[Opening EXERCISE PASSAGE section]

Yet another NHL player has been seriously hurt because Gary Bettman insists on fighting a losing game.
Carolina Hurricanes rookie Andrei Svechnikov is in the concussion protocol and likely to miss Game 4 of the playoffs Thursday night, an outcome just about anybody could have predicted after watching him get decked by Alex Ovechkin. Svechnikov’s head slammed against the ice after the fight in the first period Monday night, and he spent about 30 seconds on all fours before being helped to his feet and wobbling to the locker room.
“(He) looks normal and said he feels great,” Carolina coach Rod Brind’Amour said Tuesday.
Of course Svechnikov did. What else is a 19-year-old supposed to say when Bettman has made it clear he doesn’t give a damn about his players’ health and safety?
Time and again, the NHL commissioner has refused to acknowledge hockey’s culpability in robbing former players of their memories and motor skills, making them unrecognizable to their families and friends in the most severe cases. This despite the ever-growing body of science linking repetitive head trauma to chronic traumatic encephalopathy (CTE) and other neurodegenerative diseases.
Bettman’s stock, belligerent answer is to say there’s no way to know for sure that repetitive head trauma – you know, like what hockey players experience – causes CTE because there’s still no living diagnosis. Therefore, the NHL doesn’t need to do anything or make any changes.
Like banning fighting.

[Closing EXERCISE PASSAGE section]
[Opening SUPPLIED ENTRIES section]

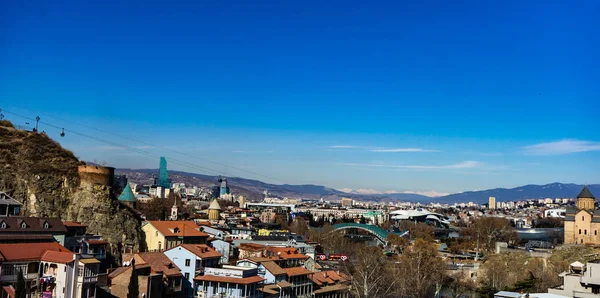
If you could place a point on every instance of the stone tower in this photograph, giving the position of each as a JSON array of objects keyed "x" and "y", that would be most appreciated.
[
  {"x": 127, "y": 197},
  {"x": 174, "y": 210},
  {"x": 585, "y": 200},
  {"x": 214, "y": 210},
  {"x": 582, "y": 222}
]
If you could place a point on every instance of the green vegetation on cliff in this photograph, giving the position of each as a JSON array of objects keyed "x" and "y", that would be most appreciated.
[{"x": 42, "y": 175}]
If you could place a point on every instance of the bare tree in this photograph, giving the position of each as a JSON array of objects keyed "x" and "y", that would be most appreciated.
[
  {"x": 370, "y": 273},
  {"x": 420, "y": 272}
]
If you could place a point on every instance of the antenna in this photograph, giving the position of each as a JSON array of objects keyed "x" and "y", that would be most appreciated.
[{"x": 37, "y": 120}]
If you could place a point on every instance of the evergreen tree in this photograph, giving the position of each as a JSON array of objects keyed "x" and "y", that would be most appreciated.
[
  {"x": 20, "y": 287},
  {"x": 134, "y": 290}
]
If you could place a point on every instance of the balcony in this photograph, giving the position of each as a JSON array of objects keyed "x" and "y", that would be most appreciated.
[{"x": 90, "y": 279}]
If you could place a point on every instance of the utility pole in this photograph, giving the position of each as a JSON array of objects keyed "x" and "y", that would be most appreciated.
[
  {"x": 477, "y": 249},
  {"x": 37, "y": 120}
]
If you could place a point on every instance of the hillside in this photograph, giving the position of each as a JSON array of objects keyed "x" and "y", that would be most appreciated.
[
  {"x": 44, "y": 177},
  {"x": 553, "y": 190},
  {"x": 253, "y": 189}
]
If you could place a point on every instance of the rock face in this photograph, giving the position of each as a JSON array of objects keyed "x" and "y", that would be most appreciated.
[{"x": 49, "y": 181}]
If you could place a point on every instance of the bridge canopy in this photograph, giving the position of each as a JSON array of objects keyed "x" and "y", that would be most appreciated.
[{"x": 380, "y": 233}]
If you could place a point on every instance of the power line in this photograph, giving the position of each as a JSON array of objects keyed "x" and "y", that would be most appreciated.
[
  {"x": 155, "y": 146},
  {"x": 126, "y": 147}
]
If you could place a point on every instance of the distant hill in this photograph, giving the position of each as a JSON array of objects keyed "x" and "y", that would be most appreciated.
[
  {"x": 553, "y": 190},
  {"x": 253, "y": 189}
]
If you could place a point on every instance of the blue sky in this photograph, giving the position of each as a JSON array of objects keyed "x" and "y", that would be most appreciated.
[{"x": 394, "y": 95}]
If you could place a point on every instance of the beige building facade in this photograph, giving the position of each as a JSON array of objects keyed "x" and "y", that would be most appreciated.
[{"x": 582, "y": 223}]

[Closing SUPPLIED ENTRIES section]

### WHAT IS EXPECTED
According to the article on Andrei Svechnikov's concussion, why does Bettman's stock answer hold that the NHL need not make any changes? Answer in one to three sentences.

### EXERCISE RESPONSE
Bettman says there is no way to know for sure that repetitive head trauma causes CTE, because there is still no living diagnosis. From that, his position concludes that the NHL doesn't need to do anything or make any changes.